[[ Data for this exercise open ]]

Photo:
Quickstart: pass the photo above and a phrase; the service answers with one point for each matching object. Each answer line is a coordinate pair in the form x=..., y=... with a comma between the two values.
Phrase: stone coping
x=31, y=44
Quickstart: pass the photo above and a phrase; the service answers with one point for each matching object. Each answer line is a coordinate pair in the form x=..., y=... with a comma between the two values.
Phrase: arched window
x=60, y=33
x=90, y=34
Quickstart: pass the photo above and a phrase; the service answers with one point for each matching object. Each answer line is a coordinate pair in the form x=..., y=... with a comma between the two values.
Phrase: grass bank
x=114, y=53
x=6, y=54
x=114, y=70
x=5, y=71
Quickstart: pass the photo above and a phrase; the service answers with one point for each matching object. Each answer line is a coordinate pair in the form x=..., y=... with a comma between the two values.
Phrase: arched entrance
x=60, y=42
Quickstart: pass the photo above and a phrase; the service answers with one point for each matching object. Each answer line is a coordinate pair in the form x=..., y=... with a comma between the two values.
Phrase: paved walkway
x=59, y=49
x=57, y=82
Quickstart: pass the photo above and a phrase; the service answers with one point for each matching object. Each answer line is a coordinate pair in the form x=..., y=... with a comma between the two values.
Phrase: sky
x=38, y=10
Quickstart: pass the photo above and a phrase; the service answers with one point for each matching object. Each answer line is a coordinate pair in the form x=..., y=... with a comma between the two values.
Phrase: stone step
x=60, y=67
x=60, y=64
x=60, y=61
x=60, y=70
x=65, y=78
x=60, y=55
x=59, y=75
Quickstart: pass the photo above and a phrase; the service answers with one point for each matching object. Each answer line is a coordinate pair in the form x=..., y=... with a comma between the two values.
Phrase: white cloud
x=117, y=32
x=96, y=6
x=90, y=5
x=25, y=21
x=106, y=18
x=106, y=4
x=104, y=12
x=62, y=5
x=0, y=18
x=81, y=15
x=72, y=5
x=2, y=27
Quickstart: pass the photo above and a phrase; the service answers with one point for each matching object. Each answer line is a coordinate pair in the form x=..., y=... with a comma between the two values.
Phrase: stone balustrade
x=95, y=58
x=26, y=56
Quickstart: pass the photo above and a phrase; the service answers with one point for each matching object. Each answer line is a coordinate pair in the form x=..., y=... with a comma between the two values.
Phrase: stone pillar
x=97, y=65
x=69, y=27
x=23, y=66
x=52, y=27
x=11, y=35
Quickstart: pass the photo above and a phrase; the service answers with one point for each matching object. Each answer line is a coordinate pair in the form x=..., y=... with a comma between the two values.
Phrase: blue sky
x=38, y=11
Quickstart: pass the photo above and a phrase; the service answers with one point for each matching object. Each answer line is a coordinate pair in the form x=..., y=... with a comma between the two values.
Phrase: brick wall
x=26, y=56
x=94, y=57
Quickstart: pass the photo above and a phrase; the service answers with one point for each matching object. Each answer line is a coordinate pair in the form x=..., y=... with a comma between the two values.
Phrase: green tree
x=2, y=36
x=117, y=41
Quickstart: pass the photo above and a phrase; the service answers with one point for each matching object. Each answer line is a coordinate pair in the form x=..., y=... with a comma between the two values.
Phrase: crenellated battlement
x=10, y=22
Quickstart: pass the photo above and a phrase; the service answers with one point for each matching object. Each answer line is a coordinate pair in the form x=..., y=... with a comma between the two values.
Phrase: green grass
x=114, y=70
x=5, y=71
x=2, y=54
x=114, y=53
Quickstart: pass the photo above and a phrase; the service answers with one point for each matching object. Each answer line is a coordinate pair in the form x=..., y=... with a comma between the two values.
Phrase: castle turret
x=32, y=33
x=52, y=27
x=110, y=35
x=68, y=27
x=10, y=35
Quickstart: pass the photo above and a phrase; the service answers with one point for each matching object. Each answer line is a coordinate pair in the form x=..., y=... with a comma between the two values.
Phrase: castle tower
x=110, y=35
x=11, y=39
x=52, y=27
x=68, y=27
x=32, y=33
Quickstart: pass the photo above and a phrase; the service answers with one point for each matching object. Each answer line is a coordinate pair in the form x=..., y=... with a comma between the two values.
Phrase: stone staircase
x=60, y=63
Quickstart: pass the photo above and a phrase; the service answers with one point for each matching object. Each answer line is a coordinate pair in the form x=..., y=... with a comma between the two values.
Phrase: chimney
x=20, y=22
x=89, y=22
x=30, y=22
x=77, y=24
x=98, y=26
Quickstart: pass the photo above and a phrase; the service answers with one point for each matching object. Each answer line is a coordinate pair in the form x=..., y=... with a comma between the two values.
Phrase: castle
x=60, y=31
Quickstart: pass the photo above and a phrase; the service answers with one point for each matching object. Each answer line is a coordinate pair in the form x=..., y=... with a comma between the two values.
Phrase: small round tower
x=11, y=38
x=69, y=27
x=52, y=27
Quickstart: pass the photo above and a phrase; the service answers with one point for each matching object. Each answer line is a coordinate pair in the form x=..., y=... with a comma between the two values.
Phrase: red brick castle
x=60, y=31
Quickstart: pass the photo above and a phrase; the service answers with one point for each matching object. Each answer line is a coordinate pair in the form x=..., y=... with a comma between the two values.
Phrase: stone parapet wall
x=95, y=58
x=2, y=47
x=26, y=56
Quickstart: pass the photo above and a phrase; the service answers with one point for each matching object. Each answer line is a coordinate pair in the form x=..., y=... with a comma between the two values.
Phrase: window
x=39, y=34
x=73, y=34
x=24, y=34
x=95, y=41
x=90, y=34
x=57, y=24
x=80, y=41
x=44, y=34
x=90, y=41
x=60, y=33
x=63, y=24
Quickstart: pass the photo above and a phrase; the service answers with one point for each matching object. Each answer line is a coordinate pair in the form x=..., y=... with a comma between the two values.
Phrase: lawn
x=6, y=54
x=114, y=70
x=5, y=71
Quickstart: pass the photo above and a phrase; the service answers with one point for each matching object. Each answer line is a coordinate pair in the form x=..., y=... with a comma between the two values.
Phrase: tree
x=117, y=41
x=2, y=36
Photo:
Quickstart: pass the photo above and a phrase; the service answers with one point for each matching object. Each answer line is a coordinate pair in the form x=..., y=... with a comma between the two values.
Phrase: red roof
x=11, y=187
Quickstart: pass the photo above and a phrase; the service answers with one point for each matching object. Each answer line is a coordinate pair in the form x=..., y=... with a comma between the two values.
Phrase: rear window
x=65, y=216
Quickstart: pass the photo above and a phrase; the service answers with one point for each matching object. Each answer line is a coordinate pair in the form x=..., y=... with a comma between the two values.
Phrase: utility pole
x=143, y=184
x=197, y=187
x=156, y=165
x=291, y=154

[[ Data for this exercise closed ]]

All of the material is to be given again exactly.

Photo:
Quickstart: pass the photo above and a phrase; the service answers with one point for each matching object. Each answer line is a coordinate pair in the form x=..., y=... with a comma between the two values.
Phrase: stone coping
x=31, y=44
Quickstart: pass the photo above and a phrase; the service answers with one point for each matching object. Each answer line is a coordinate pair in the form x=..., y=... with a comma between the two values.
Phrase: arched window
x=60, y=33
x=90, y=34
Quickstart: pass the photo above and a phrase; the service answers with one point for each matching object. Each answer line is a coordinate pair in the form x=..., y=... with a comma between the two values.
Phrase: grass bank
x=114, y=53
x=6, y=54
x=114, y=70
x=5, y=71
Quickstart: pass the photo above and a phrase; the service answers with one point for each matching object. Each answer line is a coordinate pair in the form x=..., y=... with a comma between the two values.
Phrase: arched entrance
x=60, y=42
Quickstart: pass the photo above and a phrase; the service answers with one point for each matching object. Each answer line is a coordinate pair in the form x=..., y=... with a comma between the two values.
Phrase: paved walkway
x=59, y=49
x=57, y=82
Quickstart: pass the photo above and a phrase; the service answers with one point for each matching object. Each answer line is a coordinate pair in the form x=..., y=... with a comma between the two values.
Phrase: sky
x=38, y=10
Quickstart: pass the photo above and a phrase; the service answers with one point for each matching object. Each answer line is a coordinate pair in the form x=..., y=... with a comma between the two values.
Phrase: stone step
x=60, y=67
x=60, y=64
x=60, y=61
x=60, y=70
x=65, y=78
x=60, y=55
x=59, y=75
Quickstart: pass the photo above and a phrase; the service answers with one point for each matching object. Each answer line is a coordinate pair in the form x=..., y=... with a comma between the two values.
Phrase: white cloud
x=117, y=32
x=96, y=6
x=90, y=5
x=25, y=21
x=106, y=18
x=106, y=4
x=104, y=12
x=62, y=5
x=0, y=18
x=81, y=15
x=72, y=5
x=2, y=27
Quickstart: pass the photo above and a phrase; the service answers with one point for each matching object. Each answer line is a coordinate pair in the form x=..., y=... with a comma between the two values.
Phrase: stone balustrade
x=95, y=58
x=26, y=56
Quickstart: pass the photo above and a phrase; the service answers with one point for each matching object. Each answer line is a coordinate pair in the form x=..., y=... with a comma between the two values.
Phrase: stone pillar
x=97, y=65
x=69, y=27
x=23, y=66
x=52, y=27
x=11, y=35
Quickstart: pass the photo above and a phrase; the service answers with one point for each matching object. Each answer line is a coordinate pair in the form x=..., y=... with a comma between the two values.
Phrase: blue sky
x=38, y=11
Quickstart: pass the photo above and a phrase; the service answers with one point for each matching object. Each answer line is a coordinate pair in the form x=..., y=... with a comma between the two values.
Phrase: brick wall
x=26, y=56
x=94, y=57
Quickstart: pass the photo above and a phrase; the service answers with one point for each matching object. Each answer line is a coordinate pair in the form x=..., y=... with a comma between the two values.
Phrase: green tree
x=2, y=36
x=117, y=41
Quickstart: pass the photo above and a phrase; the service answers with one point for each matching object. Each answer line is a coordinate pair in the form x=..., y=... with a comma between the two values.
Phrase: crenellated battlement
x=10, y=22
Quickstart: pass the photo above and a phrase; the service answers with one point for each matching object. Each answer line is a coordinate pair in the form x=..., y=... with a comma between the two values.
Phrase: green grass
x=114, y=70
x=5, y=71
x=2, y=54
x=114, y=53
Quickstart: pass the photo above and a phrase; the service answers with one point for each matching object. Each answer line is a coordinate pair in the form x=..., y=... with a comma between the two values.
Phrase: castle turret
x=32, y=33
x=52, y=27
x=110, y=35
x=68, y=27
x=10, y=35
Quickstart: pass the photo above and a phrase; the service answers with one point for each matching object. Each answer line is a coordinate pair in the form x=..., y=... with a comma between the two values.
Phrase: castle tower
x=110, y=35
x=11, y=39
x=52, y=27
x=68, y=27
x=32, y=33
Quickstart: pass the photo above and a phrase; the service answers with one point for each matching object. Each answer line is a coordinate pair in the form x=..., y=... with a comma between the two values.
Phrase: stone staircase
x=60, y=63
Quickstart: pass the photo above and a phrase; the service answers with one point for each matching object. Each answer line is a coordinate pair in the form x=..., y=... with a comma between the two values.
Phrase: chimney
x=20, y=22
x=89, y=22
x=30, y=22
x=77, y=24
x=98, y=26
Quickstart: pass the photo above and a phrase; the service answers with one point for each matching object. Each answer line is a coordinate pair in the form x=..., y=... with a comma between the two values.
Phrase: castle
x=60, y=31
Quickstart: pass the photo above and a phrase; the service answers with one point for each matching object. Each answer line is a coordinate pair in the form x=..., y=... with a comma between the two values.
Phrase: small round tower
x=11, y=38
x=69, y=27
x=52, y=27
Quickstart: pass the photo above and a phrase; the service answers with one point for each matching object. Each answer line is a coordinate pair in the form x=..., y=... with a comma between the two values.
Phrase: red brick castle
x=60, y=31
Quickstart: pass the photo above and a phrase; the service answers with one point for each matching object. Each answer line is a coordinate pair in the form x=..., y=... with a comma between the two values.
Phrase: stone parapet wall
x=95, y=58
x=2, y=47
x=26, y=56
Quickstart: pass the photo above and a phrase; the service answers with one point for each matching object. Each answer line is a coordinate pair in the form x=..., y=... with a comma between the two values.
Phrase: window
x=39, y=34
x=73, y=34
x=24, y=34
x=95, y=41
x=90, y=34
x=57, y=24
x=80, y=41
x=44, y=34
x=90, y=41
x=60, y=33
x=63, y=24
Quickstart: pass the photo above and a phrase; the service answers with one point for each matching object. Each answer line is a coordinate pair in the form x=..., y=... with a comma between the two values.
Phrase: lawn
x=6, y=54
x=114, y=70
x=5, y=71
Quickstart: pass the photo above and a phrase; the service answers with one point for each matching object. Each answer line is a coordinate pair in the form x=..., y=... with a comma between the two values.
Phrase: tree
x=117, y=41
x=2, y=36
Photo:
Quickstart: pass the photo above and a phrase; the service answers with one point for each matching object. Each answer line is a coordinate pair in the form x=..., y=... with a comma between the two values.
Phrase: red roof
x=11, y=187
Quickstart: pass the photo above and a phrase; the service answers with one point for each matching object. Each answer line is a coordinate pair in the form x=..., y=... with a comma between the two values.
Phrase: rear window
x=65, y=216
Quickstart: pass the photo above and a phrase; the service answers with one point for each matching object. Each answer line is a coordinate pair in the form x=..., y=... with a comma between the two values.
Phrase: utility pole
x=143, y=184
x=197, y=187
x=156, y=165
x=291, y=154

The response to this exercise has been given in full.